How Smart Phones and Tablets Are Helping Patients' Health

How Smart Phones and Tablets Are Helping Patients' Health

By Angela Haupt, U.S. News & World Report

Hospitals are embracing devices like iPhones and iPads to improve care and connect with patients.

When Henry Feldman wants to give a patient a quick tutorial on her gall bladder or hip joint, or explain the message behind a white blob on her X-ray, he pulls out his iPad and taps the screen to call up electronic records, test results and images, and massive reference resources in an instant. "I'll sit on the side of the bed and show patients their imaging results, and then I'll bring up a perfect drawing of the anatomy, sometimes in 3-D," says Feldman, a hospitalist at Beth Israel Deaconess Medical Center in Boston. "And they really respond. I remember one patient saying, 'Wow. This is the first time I've understood what's going on.' "

Smart phones and tablet computers could potentially redefine healthcare, and at hospitals like Beth Israel, it's already happening. Far more flexible and bedside-friendly than even small laptops, these handheld devices promote safer, better, and faster care by enabling doctors and other caregivers to educate themselves and their patients on the fly.
···
» Study questions:
[A] From the article on smart phones and tablets in hospitals, copy the passage starting at "Smart phones and tablet computers" and ending at "on the fly.".
[B] According to the article on smart phones and tablets in hospitals, why do these handheld devices promote safer, better, and faster care?

Natural-language object grounding data:
···
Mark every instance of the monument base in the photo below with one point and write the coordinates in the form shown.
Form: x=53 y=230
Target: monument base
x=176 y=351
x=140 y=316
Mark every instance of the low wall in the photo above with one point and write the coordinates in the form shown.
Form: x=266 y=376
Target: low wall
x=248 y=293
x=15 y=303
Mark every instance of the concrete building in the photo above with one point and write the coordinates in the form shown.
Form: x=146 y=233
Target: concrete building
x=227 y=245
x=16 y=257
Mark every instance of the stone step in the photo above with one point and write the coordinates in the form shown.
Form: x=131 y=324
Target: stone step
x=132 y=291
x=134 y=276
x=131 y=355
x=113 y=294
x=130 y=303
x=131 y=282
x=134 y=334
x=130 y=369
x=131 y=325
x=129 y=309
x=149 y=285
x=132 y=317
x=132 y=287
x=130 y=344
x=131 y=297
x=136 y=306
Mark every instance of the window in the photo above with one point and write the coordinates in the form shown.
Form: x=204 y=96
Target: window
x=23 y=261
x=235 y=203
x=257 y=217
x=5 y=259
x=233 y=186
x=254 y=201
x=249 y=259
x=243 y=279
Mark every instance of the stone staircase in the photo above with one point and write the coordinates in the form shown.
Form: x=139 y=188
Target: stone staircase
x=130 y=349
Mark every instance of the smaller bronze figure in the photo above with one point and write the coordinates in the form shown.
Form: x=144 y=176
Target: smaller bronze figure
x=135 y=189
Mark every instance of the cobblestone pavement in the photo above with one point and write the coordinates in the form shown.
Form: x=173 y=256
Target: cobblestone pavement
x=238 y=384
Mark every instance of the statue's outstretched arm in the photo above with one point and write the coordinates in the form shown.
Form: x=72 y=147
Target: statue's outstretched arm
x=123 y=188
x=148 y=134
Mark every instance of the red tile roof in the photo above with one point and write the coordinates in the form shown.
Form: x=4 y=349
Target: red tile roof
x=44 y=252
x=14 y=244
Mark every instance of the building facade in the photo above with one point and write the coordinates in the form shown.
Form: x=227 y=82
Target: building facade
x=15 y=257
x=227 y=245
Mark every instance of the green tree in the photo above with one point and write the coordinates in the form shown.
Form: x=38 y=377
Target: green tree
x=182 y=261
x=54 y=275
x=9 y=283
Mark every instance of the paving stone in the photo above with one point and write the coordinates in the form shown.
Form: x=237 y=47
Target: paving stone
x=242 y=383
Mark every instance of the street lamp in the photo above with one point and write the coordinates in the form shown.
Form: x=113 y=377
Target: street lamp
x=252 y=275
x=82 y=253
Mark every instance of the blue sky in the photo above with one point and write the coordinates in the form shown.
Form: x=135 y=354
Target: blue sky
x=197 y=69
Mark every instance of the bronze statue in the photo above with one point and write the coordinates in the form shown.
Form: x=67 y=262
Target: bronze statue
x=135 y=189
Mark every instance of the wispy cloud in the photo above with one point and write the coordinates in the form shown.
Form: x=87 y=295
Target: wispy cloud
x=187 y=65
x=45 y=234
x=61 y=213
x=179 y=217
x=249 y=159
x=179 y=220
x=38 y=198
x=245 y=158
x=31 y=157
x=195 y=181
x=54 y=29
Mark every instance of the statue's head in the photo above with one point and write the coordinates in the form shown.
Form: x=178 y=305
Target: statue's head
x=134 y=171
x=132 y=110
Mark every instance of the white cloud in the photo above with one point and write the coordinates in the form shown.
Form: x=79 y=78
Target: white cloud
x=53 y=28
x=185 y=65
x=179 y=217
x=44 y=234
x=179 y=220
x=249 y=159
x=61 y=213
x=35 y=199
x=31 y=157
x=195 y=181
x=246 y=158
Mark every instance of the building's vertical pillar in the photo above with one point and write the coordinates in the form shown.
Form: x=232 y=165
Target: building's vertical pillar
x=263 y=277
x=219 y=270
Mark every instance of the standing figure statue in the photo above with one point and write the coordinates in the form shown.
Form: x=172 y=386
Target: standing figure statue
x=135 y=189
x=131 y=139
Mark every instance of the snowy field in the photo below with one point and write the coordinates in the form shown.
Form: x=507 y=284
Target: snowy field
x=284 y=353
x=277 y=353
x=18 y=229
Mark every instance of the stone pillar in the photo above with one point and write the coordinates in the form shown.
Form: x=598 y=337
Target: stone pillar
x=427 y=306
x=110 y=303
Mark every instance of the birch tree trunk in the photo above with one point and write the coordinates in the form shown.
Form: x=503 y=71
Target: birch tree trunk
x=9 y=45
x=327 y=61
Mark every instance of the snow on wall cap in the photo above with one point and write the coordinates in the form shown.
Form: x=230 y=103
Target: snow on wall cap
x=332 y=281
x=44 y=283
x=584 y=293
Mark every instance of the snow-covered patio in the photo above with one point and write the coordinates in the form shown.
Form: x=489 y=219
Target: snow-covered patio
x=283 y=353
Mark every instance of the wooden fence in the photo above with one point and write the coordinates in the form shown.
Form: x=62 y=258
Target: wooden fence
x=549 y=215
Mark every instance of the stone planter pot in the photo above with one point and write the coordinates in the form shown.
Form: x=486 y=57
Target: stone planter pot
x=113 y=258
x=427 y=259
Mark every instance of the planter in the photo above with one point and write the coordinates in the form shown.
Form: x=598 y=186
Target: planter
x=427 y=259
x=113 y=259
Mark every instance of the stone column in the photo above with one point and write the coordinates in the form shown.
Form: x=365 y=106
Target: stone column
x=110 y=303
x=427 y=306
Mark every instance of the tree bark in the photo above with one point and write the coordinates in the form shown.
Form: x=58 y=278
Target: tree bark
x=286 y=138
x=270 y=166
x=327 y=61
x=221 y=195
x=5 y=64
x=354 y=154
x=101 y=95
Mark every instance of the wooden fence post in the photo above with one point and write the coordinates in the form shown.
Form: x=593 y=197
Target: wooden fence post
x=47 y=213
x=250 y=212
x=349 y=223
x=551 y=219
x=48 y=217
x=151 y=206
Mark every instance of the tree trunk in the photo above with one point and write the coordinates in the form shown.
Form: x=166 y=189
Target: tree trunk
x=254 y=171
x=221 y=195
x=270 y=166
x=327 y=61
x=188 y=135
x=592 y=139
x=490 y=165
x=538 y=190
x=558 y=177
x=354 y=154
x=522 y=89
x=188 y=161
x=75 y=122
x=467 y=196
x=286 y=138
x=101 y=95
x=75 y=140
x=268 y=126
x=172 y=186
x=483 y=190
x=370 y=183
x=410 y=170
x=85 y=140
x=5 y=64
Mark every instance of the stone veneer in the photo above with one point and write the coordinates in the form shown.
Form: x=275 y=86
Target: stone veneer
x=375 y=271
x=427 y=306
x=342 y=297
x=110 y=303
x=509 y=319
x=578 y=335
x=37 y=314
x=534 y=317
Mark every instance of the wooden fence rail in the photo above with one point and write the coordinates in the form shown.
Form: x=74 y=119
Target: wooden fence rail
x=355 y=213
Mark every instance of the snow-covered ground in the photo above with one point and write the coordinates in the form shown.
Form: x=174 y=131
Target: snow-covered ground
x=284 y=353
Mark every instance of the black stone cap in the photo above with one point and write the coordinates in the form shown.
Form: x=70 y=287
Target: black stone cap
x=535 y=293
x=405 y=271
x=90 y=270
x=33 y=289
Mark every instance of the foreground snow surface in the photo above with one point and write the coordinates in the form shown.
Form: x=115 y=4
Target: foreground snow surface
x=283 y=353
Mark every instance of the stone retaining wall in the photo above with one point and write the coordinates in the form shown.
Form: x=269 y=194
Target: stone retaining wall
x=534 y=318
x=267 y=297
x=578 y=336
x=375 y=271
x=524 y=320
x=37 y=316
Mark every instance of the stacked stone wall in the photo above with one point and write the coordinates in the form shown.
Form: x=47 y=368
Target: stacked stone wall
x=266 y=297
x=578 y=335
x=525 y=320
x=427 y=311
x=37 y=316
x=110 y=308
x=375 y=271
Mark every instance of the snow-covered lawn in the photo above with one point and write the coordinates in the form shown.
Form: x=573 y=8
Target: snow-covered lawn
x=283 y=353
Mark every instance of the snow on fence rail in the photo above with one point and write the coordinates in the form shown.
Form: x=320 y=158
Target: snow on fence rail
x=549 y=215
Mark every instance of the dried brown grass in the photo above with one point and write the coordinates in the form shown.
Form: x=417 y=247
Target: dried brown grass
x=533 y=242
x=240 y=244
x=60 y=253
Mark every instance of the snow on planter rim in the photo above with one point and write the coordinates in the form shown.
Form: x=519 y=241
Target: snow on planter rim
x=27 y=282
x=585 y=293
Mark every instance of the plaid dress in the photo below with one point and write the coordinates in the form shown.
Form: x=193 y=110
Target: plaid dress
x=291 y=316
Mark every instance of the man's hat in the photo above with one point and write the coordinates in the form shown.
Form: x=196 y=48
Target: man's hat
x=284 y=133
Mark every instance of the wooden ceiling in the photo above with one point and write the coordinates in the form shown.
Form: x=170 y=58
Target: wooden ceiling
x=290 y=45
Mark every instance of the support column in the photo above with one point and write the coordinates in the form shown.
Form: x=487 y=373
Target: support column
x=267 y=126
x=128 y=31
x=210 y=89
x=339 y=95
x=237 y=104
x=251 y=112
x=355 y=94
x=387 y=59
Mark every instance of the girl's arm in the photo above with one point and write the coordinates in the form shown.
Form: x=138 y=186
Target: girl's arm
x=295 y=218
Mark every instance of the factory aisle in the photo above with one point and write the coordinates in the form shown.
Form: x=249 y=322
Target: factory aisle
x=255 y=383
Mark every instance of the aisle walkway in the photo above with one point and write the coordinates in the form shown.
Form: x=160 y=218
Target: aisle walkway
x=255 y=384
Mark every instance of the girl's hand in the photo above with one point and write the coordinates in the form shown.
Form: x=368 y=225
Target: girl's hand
···
» Solved problems:
[A]
Smart phones and tablet computers could potentially redefine healthcare, and at hospitals like Beth Israel, it's already happening. Far more flexible and bedside-friendly than even small laptops, these handheld devices promote safer, better, and faster care by enabling doctors and other caregivers to educate themselves and their patients on the fly.

[B] They are far more flexible and bedside-friendly than even small laptops. They also enable doctors and other caregivers to educate themselves and their patients on the fly.